* DOCUMENT SECTION
Boss Lady

The truth about short-term financing and how it can help your business


Short-term financing is exactly what the name says. It’s a type of business funding you get for a short period of time and have to pay off. And it’s a financing option that many companies often need to overcome cash flow problems, which are responsible for 82% of small business failures (Business Insider). Short-term financing has a variety of benefits but also many risks. If you want to benefit from it instead of putting your business under an impossible debt, you need to understand when this kind of funding is appropriate.

Short-term financing: types

It’s rather easy for a small business to secure short-term financing because there are many types of it available. Therefore, something is sure to work out well for you. The most popular types are:

  1. Online loans.
    These are regular loans provided by a variety of lenders, which you can secure within 24 hours or even less. They are very convenient due to the simplicity of the approval and lending process.
  2. Merchant cash advances.
    Merchant cash advances aren’t loans in the traditional sense. Instead they are advance payments that financing providers offer businesses, which repay them through a percentage of sales. The payments are daily and there is also an additional fee involved.
  3. Business lines of credit.
    This method of short-term financing is the most affordable because you can negotiate a small interest rate. However, business line of credit might require collateral and it’s not available for all companies.
  4. Invoice financing.
    You can get invoice financing if you have an outstanding invoice to act as collateral. In this case, you should be able to secure an advance of the equal size. But you’ll have to pay a fee, so you will lose some money in the end.

Overall, short-term loans are the most popular type of financing because they are very easy to obtain. And when used wisely, they can help improve your business’ credit history.

Best uses of short-term financing for small business

The main use of short-term financing is getting ‘working capital’. This means the money to cover everyday costs, thus preventing or resolving cash flow issues before they ruin your company. Because of its importance, you have to choose the best sources of working capital financing. Terms of the available loans differ quite a bit, so you need to find the provider that will work best for your current situation. Pick only trusted lenders recommended in reviews.

* LISTED RECORDS
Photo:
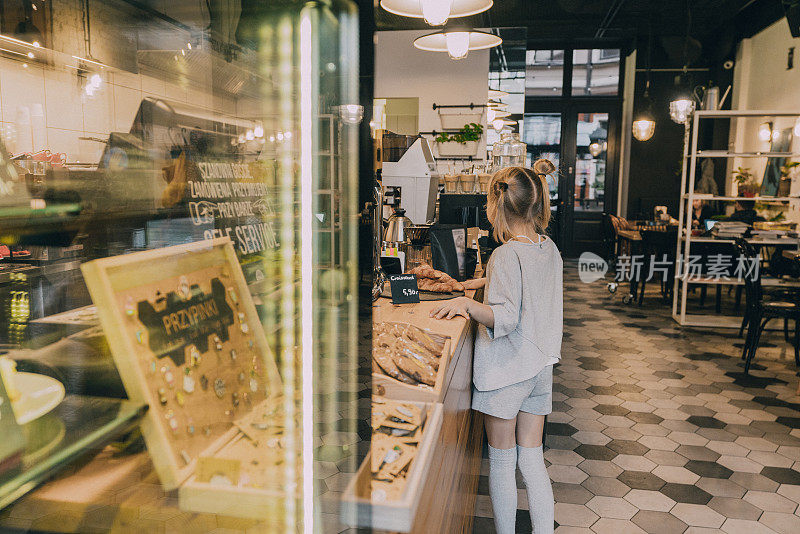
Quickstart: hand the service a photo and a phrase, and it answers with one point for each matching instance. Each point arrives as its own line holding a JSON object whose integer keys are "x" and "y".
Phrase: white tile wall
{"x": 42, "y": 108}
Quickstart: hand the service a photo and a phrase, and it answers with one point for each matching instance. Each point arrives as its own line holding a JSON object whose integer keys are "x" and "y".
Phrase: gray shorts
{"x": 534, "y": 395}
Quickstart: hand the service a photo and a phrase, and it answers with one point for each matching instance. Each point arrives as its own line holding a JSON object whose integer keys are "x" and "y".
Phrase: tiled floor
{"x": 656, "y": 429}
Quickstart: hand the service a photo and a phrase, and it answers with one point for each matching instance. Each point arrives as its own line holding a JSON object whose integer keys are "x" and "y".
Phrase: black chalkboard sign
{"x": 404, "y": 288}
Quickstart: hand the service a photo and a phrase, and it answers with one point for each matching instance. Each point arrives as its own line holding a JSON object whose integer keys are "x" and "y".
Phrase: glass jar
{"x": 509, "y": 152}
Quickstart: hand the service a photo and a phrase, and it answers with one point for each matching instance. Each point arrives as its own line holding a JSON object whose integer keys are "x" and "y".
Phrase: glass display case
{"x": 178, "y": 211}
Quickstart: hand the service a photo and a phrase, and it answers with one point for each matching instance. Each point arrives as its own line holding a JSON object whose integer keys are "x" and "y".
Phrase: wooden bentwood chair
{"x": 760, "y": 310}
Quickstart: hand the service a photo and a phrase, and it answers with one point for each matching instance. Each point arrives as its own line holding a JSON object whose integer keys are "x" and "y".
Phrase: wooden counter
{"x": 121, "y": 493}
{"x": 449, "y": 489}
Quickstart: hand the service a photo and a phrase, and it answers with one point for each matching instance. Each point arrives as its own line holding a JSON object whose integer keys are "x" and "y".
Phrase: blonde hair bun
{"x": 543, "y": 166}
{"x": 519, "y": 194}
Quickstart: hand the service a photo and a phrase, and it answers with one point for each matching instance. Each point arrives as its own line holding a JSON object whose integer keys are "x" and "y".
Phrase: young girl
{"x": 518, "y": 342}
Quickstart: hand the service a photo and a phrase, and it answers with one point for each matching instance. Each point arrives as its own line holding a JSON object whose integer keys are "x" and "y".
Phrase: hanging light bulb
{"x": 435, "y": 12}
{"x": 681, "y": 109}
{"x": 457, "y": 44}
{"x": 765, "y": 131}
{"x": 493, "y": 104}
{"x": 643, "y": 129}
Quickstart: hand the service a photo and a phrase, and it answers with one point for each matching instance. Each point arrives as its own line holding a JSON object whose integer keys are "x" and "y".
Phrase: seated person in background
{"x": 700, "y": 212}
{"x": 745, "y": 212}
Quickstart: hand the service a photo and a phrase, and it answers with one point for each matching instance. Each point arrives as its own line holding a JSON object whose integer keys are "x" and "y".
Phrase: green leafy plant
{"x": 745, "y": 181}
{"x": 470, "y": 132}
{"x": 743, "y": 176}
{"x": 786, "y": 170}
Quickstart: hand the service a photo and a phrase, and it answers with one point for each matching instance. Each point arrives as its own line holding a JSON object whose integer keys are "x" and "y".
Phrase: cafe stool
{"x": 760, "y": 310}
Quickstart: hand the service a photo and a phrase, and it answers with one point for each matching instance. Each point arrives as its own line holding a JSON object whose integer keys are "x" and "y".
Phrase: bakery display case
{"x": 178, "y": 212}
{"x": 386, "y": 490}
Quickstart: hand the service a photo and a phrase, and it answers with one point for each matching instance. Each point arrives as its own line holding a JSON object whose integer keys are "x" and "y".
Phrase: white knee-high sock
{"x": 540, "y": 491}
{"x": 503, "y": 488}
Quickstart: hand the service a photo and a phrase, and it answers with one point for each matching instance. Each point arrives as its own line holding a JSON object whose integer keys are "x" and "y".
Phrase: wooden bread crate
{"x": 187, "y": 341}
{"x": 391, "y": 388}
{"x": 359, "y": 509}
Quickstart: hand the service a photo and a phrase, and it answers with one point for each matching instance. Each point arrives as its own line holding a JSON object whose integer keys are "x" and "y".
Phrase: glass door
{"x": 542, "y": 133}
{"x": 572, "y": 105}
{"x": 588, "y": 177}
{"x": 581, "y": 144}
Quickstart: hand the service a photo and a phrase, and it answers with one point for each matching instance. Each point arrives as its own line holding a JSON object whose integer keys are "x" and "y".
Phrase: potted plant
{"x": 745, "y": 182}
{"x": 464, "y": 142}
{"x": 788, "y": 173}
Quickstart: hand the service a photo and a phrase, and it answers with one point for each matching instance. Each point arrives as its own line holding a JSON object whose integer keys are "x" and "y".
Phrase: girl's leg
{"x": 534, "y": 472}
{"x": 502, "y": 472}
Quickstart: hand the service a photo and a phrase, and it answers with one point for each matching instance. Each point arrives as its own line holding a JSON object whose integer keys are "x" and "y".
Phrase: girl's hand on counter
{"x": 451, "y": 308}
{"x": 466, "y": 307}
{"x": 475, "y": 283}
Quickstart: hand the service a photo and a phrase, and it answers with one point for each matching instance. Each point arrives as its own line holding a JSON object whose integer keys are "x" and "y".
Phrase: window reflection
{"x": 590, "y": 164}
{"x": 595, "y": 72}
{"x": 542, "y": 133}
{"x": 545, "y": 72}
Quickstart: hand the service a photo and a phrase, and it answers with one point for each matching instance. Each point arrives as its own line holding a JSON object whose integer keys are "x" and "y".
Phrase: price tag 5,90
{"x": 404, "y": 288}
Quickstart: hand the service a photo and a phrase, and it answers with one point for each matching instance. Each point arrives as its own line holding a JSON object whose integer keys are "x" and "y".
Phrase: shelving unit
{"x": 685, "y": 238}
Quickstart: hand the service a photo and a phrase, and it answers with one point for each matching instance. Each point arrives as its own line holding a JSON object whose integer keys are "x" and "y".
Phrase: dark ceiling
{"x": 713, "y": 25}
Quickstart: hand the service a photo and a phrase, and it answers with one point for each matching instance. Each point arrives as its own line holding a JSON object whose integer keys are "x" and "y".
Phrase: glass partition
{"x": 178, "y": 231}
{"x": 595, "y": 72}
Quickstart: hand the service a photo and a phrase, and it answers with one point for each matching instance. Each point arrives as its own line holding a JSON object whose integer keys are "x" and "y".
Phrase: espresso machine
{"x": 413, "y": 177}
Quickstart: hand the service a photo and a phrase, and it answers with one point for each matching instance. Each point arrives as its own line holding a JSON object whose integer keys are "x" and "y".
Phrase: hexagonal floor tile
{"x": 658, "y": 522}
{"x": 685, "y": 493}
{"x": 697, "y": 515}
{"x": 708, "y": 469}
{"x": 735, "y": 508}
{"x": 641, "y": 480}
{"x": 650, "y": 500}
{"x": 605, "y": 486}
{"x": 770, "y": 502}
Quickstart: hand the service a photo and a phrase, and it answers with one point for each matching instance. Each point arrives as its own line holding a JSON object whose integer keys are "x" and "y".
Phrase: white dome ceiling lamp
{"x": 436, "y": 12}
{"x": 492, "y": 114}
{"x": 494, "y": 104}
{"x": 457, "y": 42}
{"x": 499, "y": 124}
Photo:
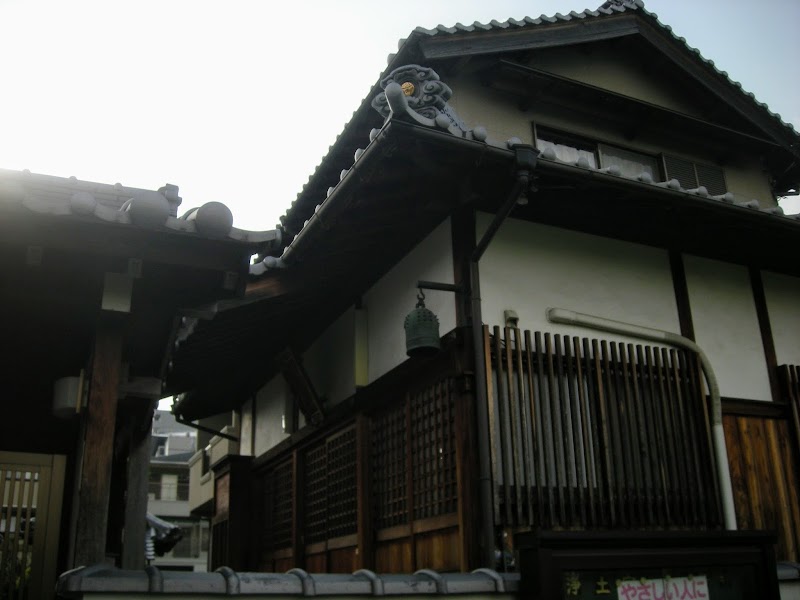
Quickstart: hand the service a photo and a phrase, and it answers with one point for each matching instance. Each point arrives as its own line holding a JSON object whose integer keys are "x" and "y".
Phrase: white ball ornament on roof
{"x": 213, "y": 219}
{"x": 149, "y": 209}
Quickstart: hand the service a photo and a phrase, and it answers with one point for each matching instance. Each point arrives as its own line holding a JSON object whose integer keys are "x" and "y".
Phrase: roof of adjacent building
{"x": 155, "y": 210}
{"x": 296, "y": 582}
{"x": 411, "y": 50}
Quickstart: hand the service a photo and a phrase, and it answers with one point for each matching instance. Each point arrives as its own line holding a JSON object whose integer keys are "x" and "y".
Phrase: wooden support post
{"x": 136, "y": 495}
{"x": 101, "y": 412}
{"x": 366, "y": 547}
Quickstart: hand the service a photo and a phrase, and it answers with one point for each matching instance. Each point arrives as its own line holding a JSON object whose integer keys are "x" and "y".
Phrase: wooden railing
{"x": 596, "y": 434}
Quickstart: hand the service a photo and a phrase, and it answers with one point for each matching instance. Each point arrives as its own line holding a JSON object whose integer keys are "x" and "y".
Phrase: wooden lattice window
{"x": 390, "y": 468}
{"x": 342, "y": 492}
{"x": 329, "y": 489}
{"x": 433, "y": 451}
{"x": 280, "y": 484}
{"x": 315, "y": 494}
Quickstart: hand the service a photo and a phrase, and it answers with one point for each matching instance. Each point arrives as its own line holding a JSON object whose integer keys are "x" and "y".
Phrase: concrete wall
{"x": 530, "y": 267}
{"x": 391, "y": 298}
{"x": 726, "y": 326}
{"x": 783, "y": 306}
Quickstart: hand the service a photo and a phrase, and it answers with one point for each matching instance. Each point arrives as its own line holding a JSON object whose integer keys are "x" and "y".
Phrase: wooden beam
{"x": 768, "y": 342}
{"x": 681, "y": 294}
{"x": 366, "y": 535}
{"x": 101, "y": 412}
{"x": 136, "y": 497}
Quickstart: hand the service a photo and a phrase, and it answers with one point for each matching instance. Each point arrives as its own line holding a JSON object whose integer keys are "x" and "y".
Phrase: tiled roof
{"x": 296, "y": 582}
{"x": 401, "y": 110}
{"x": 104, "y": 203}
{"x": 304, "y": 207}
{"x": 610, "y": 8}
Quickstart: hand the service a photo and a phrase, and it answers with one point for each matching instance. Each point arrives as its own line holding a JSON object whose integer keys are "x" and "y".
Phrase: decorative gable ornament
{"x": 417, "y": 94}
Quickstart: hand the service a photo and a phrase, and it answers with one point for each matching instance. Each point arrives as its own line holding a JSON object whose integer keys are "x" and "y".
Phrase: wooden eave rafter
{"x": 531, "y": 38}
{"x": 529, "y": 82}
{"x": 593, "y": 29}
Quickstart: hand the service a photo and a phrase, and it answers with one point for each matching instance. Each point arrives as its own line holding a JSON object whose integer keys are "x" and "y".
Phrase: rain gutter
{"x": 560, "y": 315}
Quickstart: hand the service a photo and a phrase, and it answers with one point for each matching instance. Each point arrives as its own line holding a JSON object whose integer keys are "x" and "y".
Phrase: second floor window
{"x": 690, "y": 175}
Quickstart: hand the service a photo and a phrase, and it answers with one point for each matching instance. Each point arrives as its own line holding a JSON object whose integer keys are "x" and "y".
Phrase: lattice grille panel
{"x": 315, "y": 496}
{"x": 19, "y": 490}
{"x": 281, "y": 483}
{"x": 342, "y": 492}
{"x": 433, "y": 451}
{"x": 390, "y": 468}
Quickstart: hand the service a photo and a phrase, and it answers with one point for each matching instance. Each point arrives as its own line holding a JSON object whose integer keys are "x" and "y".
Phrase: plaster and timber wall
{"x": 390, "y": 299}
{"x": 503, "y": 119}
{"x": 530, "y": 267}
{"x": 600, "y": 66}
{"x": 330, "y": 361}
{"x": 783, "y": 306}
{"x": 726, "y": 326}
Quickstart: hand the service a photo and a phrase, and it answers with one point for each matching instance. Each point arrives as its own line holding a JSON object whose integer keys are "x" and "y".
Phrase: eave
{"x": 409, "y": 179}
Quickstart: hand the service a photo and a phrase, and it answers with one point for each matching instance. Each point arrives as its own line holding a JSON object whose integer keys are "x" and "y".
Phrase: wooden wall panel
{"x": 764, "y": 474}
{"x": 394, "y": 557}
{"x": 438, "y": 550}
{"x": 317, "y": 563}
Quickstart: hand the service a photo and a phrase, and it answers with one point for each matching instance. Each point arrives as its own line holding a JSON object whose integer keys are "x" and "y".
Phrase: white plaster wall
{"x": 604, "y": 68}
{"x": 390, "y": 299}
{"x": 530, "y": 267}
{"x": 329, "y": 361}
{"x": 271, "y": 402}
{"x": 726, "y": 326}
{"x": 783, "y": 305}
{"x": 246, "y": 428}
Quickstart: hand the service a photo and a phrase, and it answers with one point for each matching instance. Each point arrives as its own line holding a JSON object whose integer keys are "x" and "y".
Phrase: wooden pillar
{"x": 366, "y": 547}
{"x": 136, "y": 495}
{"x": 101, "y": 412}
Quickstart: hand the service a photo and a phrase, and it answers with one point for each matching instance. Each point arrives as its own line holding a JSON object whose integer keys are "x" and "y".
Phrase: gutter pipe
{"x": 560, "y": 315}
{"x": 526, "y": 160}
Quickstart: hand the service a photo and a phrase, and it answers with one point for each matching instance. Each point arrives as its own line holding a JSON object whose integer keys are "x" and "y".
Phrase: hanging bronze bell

* EXERCISE DIRECTIONS
Can you write out the part of the short-term financing article that opens with the words "1. Online loans." and closes with "Merchant cash advances.", changing "lenders" to "providers"?

* WRITTEN RESPONSE
1. Online loans.
    These are regular loans provided by a variety of providers, which you can secure within 24 hours or even less. They are very convenient due to the simplicity of the approval and lending process.
  2. Merchant cash advances.